Task requirements » Counting task for the data below: how many lines hold the word "item"? Answer with the number only.

━━━ Dataset entries

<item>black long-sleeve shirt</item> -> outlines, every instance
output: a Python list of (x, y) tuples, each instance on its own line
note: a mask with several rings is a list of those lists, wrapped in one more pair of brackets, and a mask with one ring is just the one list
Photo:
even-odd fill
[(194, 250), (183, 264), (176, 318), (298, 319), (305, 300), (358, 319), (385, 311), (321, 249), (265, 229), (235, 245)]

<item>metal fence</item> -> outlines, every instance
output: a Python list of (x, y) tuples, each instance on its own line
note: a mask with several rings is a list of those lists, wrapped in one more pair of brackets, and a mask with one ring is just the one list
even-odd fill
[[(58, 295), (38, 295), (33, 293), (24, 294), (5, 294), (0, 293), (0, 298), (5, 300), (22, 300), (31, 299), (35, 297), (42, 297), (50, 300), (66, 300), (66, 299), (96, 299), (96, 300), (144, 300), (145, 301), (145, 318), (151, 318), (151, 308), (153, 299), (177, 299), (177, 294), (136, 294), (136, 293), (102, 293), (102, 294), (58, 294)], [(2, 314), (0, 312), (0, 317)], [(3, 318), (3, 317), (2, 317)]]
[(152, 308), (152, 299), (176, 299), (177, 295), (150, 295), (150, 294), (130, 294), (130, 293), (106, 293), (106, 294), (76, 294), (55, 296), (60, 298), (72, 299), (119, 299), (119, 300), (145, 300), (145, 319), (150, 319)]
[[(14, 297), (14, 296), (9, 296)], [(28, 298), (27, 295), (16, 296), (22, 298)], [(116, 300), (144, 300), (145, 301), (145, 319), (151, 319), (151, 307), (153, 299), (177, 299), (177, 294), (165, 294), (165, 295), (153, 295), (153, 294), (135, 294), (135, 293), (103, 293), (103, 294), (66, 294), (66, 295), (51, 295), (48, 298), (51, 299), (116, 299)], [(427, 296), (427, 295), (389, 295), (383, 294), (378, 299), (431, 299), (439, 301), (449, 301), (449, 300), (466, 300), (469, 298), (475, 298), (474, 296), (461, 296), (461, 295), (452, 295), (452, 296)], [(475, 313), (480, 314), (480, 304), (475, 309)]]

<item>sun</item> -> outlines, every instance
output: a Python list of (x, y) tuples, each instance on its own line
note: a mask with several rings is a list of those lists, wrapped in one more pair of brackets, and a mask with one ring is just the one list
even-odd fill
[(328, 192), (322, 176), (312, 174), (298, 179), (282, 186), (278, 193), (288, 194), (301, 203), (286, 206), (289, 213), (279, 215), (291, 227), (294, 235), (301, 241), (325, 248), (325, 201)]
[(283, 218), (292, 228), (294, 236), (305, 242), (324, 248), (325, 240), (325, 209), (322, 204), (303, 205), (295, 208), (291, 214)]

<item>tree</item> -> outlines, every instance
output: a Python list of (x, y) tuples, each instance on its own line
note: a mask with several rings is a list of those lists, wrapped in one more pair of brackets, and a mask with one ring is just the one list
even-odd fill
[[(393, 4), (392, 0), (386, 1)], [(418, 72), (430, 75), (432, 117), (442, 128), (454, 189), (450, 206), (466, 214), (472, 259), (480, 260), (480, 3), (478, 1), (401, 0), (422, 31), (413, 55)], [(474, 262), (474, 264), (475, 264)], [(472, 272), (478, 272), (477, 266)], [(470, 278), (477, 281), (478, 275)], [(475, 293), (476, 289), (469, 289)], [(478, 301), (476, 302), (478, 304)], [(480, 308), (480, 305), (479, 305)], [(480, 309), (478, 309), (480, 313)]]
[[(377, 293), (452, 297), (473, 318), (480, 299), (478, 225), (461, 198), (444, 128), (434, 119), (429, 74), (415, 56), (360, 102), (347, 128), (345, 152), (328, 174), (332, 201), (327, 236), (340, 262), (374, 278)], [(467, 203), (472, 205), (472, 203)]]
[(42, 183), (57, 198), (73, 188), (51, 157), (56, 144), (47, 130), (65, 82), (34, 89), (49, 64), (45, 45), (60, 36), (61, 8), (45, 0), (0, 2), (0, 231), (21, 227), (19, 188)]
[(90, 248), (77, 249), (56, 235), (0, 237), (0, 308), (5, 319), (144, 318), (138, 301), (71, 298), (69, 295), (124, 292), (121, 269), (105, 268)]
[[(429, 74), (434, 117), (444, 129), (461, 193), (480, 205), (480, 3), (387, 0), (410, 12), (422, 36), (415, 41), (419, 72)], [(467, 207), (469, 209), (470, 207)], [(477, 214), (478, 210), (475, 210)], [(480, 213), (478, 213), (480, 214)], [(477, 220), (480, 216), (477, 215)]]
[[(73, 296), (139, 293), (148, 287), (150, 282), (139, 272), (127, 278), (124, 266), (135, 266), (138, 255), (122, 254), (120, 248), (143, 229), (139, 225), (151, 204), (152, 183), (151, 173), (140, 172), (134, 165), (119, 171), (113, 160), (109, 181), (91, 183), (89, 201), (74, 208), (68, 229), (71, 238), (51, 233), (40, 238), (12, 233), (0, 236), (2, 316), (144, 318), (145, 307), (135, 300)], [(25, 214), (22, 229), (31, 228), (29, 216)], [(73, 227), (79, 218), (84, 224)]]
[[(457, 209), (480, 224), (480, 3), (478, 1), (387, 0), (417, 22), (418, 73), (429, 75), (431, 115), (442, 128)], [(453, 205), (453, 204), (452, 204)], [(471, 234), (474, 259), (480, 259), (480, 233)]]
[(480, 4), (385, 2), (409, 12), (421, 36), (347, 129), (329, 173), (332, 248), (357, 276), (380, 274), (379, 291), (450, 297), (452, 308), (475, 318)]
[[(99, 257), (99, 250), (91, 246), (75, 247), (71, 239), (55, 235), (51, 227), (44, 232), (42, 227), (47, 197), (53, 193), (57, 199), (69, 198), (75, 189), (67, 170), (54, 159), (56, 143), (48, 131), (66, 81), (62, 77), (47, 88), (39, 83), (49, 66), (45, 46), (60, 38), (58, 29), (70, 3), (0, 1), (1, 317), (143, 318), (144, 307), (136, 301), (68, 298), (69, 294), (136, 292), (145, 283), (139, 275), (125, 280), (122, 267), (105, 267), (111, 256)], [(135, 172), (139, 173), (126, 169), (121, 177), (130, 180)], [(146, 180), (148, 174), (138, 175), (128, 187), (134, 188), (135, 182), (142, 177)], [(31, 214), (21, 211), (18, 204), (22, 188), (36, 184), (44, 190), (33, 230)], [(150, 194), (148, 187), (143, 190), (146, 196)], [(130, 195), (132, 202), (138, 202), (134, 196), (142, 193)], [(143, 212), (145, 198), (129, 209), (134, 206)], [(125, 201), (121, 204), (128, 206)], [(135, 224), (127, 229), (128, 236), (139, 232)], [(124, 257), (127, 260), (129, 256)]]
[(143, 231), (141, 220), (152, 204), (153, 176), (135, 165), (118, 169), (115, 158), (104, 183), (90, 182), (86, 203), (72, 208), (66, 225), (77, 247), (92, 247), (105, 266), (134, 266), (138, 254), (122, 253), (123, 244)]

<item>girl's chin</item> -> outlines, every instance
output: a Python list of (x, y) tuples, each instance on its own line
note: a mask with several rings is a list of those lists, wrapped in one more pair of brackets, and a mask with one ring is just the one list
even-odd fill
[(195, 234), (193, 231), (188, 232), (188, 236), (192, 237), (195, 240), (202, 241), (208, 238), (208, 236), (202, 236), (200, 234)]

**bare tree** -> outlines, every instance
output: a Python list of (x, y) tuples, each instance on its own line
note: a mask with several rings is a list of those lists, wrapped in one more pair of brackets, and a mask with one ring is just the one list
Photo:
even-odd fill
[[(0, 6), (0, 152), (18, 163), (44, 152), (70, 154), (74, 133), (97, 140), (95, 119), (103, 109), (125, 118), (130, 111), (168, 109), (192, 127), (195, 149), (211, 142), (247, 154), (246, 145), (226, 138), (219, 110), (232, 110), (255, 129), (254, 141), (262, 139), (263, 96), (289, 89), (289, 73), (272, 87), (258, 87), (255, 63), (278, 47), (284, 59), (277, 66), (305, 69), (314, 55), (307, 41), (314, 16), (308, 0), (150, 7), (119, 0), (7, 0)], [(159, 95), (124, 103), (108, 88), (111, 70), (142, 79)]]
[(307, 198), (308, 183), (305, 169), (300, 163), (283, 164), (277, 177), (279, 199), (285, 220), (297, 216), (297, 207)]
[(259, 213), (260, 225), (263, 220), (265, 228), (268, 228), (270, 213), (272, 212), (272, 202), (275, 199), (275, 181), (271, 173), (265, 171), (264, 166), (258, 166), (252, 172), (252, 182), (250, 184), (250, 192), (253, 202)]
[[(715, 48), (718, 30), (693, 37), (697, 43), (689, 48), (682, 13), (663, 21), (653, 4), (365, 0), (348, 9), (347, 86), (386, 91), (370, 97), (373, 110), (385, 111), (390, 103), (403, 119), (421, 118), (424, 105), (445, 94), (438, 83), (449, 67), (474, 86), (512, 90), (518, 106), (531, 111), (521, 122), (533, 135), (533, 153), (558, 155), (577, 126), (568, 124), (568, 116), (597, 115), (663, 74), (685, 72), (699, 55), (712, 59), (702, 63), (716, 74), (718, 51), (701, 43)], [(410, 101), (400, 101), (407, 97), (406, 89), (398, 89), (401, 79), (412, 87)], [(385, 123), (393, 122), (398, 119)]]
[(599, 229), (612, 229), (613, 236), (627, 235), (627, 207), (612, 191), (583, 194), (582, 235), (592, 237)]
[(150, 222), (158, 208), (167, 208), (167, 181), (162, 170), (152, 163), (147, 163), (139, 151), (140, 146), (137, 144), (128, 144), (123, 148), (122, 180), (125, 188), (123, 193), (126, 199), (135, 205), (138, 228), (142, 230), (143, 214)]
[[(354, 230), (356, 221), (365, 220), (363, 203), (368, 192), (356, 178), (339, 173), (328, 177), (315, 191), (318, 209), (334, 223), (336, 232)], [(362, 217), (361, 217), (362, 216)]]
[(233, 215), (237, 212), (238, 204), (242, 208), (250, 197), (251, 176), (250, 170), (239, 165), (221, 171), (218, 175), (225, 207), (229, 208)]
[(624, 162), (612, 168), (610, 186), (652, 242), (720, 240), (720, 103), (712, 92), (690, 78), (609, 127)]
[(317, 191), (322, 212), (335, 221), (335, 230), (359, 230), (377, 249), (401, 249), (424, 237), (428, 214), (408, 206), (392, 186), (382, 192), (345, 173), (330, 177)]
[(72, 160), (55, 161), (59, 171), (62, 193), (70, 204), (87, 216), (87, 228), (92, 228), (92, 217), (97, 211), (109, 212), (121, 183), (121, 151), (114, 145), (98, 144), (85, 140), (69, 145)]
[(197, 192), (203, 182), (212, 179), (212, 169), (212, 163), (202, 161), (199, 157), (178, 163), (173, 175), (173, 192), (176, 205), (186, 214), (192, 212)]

━━━━━━
━━━ Dataset entries

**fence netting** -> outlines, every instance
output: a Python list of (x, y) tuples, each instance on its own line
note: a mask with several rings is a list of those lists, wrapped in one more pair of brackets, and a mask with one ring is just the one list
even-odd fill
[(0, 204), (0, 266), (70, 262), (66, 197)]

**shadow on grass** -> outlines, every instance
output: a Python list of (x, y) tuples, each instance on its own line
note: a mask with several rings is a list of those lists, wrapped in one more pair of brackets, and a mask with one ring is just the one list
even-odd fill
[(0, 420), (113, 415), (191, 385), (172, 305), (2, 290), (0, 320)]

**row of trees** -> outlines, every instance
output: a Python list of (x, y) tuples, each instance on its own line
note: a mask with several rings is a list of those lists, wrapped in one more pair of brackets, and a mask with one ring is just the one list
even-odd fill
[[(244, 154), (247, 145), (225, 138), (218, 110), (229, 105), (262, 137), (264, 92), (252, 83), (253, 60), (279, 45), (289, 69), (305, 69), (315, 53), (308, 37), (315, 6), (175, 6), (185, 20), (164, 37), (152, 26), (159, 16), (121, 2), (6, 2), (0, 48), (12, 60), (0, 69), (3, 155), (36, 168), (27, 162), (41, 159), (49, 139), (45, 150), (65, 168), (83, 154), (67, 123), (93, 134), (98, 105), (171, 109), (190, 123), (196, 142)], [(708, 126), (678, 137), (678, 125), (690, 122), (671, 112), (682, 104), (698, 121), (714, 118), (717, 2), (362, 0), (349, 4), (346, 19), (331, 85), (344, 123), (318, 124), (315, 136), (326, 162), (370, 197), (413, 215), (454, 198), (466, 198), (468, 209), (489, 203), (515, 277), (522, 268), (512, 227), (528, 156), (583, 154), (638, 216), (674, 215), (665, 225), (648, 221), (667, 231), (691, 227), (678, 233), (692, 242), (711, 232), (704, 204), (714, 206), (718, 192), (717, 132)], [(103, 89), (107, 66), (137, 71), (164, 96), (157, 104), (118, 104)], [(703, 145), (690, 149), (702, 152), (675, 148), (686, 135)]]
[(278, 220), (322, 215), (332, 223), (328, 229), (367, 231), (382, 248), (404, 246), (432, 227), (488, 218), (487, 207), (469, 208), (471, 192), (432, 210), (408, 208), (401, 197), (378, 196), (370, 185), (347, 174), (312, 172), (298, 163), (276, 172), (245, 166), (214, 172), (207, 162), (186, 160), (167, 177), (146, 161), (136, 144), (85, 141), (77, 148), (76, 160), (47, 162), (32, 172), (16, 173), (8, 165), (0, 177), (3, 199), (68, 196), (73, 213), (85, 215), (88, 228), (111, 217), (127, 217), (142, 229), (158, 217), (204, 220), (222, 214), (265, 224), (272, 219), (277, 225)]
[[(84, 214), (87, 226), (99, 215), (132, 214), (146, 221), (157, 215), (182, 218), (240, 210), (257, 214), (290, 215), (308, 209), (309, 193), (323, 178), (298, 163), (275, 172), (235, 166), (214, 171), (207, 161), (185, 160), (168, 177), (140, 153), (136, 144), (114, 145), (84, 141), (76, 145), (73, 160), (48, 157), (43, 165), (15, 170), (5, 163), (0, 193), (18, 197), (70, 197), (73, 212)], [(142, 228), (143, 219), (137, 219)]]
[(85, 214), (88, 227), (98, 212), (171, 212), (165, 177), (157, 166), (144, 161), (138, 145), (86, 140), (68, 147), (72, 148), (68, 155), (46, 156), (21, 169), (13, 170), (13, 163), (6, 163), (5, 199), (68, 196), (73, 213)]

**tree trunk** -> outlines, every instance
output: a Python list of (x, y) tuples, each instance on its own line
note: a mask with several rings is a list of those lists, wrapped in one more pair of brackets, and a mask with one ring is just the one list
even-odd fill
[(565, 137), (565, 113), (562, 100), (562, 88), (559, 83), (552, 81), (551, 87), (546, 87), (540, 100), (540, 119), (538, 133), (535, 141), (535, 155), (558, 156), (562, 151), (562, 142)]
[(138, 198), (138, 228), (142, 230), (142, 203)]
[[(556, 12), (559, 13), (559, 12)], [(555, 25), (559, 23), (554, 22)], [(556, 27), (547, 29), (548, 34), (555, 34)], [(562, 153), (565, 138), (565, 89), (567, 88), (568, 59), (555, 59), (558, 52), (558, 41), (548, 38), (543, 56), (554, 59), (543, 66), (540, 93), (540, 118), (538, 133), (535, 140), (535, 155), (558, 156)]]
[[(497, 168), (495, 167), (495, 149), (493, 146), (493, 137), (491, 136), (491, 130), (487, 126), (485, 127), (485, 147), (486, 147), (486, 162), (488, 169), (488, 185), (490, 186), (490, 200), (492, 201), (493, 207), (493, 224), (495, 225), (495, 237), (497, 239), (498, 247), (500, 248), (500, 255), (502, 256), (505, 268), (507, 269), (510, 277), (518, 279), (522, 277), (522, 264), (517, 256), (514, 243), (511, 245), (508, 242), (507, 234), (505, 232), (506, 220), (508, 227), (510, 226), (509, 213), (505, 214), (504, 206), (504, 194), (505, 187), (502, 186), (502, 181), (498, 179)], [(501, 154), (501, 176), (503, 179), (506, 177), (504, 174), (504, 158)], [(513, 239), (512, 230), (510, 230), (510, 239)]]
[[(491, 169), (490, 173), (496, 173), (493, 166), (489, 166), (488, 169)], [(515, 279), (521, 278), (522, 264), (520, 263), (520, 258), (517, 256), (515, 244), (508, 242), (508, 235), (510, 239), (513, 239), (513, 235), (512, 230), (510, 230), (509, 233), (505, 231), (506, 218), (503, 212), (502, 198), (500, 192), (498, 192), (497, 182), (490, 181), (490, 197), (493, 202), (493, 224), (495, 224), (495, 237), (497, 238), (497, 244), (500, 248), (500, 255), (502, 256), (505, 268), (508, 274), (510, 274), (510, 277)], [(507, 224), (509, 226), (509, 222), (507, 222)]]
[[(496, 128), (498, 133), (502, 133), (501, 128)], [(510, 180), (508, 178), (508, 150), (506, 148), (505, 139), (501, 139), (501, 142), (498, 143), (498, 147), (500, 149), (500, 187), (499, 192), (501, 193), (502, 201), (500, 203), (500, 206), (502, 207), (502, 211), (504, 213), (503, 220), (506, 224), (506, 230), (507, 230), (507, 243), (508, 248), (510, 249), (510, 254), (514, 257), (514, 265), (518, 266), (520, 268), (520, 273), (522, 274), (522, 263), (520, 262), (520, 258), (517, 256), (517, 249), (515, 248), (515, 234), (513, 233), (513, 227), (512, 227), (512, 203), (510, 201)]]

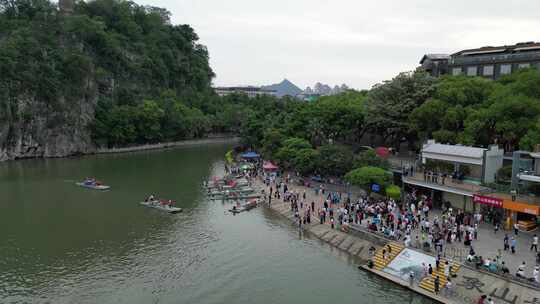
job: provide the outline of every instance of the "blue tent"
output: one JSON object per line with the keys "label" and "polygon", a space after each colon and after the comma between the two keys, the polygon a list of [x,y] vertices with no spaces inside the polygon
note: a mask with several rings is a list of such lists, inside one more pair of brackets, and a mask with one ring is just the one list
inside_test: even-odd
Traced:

━━━━━━

Task result » 5